[Start of section]
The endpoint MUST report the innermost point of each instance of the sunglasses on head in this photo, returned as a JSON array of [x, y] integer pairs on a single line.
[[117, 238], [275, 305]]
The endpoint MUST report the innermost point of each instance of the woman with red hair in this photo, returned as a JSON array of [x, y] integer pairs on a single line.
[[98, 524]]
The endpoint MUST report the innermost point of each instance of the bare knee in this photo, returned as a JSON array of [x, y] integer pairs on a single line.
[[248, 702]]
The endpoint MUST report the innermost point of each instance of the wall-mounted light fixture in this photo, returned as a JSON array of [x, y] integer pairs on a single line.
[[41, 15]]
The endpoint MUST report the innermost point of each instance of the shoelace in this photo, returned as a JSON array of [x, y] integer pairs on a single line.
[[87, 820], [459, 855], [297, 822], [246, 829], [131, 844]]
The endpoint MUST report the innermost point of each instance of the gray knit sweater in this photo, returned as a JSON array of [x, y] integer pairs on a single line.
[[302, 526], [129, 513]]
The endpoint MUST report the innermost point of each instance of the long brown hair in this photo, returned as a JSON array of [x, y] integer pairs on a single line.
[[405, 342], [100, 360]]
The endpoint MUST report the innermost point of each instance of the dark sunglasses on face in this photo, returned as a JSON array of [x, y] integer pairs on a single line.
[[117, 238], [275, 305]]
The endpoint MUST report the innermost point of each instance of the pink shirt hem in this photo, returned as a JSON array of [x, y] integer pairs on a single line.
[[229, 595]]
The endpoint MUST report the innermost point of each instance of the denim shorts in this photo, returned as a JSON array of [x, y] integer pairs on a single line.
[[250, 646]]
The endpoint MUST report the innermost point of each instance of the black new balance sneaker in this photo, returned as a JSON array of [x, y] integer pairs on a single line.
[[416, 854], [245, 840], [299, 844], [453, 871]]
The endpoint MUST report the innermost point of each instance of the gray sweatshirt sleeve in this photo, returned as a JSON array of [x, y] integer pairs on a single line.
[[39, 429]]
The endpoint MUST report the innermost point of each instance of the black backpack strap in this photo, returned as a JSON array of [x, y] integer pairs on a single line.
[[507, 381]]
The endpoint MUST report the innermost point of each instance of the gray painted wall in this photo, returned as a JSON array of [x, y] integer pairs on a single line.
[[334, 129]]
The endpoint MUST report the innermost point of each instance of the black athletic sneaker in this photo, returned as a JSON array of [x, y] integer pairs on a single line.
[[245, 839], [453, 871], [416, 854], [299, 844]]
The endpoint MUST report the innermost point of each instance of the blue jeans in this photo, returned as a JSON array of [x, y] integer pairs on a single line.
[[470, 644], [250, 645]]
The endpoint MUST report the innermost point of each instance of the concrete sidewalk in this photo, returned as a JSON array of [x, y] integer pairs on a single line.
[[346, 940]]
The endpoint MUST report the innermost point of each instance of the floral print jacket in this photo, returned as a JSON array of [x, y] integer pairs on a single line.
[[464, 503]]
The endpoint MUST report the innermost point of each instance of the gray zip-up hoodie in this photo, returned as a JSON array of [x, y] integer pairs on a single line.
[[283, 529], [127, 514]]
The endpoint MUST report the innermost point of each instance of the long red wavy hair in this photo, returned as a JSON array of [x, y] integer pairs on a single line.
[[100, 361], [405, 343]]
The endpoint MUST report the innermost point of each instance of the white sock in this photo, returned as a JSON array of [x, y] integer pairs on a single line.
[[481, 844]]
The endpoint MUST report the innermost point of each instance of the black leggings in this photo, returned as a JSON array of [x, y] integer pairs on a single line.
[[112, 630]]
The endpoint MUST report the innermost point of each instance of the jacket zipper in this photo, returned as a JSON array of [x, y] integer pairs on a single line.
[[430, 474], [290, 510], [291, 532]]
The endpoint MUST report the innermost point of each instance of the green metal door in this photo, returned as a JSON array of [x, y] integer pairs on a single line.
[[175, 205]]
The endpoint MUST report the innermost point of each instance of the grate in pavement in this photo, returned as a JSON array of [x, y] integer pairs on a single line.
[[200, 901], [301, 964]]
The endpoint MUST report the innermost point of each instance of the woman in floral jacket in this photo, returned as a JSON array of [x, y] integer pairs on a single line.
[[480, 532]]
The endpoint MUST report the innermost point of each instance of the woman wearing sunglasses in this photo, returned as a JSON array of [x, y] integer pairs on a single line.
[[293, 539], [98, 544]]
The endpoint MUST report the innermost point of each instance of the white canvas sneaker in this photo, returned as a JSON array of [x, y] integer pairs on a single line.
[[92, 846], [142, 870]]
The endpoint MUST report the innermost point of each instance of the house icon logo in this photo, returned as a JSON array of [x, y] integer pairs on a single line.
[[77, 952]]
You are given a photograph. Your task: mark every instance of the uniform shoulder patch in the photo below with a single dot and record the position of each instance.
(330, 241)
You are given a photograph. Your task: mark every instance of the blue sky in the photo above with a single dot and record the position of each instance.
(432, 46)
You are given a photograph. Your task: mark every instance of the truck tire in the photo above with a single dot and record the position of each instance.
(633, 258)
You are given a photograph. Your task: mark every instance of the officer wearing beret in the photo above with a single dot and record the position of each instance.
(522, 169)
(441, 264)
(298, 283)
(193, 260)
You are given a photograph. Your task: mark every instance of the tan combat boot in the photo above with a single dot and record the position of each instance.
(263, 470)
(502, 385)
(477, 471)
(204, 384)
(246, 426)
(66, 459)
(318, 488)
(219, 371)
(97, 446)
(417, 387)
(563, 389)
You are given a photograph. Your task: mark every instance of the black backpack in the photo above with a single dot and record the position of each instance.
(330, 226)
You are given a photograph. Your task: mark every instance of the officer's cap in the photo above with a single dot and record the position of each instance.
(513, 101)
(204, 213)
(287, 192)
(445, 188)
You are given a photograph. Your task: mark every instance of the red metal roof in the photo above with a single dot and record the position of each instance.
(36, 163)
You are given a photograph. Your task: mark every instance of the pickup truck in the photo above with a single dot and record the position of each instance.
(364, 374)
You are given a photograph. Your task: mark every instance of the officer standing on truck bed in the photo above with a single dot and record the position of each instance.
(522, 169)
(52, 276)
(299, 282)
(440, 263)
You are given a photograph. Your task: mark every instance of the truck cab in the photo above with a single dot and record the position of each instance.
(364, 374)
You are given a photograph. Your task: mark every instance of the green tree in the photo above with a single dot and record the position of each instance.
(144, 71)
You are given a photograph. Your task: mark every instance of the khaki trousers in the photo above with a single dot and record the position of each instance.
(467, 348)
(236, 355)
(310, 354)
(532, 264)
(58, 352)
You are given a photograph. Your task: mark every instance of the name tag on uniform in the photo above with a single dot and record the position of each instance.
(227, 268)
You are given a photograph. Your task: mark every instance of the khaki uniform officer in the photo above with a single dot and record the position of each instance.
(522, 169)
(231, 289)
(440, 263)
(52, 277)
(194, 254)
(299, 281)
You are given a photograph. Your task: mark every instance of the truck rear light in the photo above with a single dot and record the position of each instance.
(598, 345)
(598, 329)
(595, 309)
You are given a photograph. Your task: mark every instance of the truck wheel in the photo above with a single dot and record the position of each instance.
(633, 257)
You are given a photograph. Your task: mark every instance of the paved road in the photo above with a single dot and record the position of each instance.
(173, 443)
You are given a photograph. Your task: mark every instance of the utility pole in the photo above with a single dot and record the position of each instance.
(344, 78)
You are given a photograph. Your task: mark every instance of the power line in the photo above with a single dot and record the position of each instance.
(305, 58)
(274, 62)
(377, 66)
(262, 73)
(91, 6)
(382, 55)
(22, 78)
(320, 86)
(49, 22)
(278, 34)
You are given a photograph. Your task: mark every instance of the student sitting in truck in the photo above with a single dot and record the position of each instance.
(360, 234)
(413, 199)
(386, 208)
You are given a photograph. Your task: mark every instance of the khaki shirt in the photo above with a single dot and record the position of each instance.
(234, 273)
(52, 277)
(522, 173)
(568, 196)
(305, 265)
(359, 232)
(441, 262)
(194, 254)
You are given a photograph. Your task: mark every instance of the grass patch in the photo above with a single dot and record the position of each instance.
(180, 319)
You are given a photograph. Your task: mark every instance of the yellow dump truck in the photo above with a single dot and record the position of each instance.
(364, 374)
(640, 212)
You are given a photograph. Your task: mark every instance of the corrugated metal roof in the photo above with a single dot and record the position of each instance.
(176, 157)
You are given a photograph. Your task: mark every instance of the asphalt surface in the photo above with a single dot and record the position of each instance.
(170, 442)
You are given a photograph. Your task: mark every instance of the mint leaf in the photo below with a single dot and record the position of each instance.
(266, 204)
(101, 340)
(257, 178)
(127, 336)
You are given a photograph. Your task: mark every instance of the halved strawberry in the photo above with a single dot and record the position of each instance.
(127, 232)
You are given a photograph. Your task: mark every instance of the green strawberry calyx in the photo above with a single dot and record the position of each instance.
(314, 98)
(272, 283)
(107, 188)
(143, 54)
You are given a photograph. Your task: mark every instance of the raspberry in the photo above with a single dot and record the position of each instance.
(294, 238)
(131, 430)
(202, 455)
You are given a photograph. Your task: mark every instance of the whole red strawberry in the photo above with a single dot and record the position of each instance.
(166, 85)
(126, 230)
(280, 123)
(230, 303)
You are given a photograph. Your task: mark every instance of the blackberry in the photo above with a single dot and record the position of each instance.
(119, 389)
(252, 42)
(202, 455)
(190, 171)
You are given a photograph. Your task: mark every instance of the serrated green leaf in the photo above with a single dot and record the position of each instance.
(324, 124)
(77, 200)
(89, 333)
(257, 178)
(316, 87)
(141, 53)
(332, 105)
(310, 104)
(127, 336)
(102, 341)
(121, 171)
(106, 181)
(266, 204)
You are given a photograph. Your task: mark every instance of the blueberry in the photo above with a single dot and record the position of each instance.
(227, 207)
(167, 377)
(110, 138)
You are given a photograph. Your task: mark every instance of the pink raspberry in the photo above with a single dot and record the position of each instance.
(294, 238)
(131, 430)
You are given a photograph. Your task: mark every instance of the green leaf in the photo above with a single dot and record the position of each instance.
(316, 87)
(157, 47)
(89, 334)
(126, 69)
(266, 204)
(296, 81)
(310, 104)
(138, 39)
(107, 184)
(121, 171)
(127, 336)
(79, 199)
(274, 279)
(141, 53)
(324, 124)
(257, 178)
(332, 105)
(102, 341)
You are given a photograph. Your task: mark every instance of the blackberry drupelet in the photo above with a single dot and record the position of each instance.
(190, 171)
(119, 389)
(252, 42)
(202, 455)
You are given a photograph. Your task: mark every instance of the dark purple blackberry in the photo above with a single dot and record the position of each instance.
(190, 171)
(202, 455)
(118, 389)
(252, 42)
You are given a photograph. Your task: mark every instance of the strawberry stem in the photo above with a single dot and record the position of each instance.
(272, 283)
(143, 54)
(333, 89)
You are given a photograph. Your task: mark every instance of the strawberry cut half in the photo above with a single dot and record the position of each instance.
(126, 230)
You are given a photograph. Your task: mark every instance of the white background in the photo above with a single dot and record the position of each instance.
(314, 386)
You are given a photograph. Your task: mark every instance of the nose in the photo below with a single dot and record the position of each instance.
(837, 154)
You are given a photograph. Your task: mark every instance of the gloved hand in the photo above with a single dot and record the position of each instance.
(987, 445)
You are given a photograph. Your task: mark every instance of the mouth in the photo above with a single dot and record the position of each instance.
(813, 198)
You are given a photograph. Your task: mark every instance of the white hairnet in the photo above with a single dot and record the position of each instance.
[End of section]
- WHAT THE TASK REQUIRES
Take the line that holds "of the mouth" as the first and the last line of the material as the final one. Print that span exactly, both ends included.

- TASK SOLUTION
You are given a photograph. Your task: mark every instance of the mouth in the photo above with a single dot and record the position of each instance.
(813, 198)
You are given a photograph. Your task: mark every instance of the white hairnet in the photo above with a single dot and record the position of each instance.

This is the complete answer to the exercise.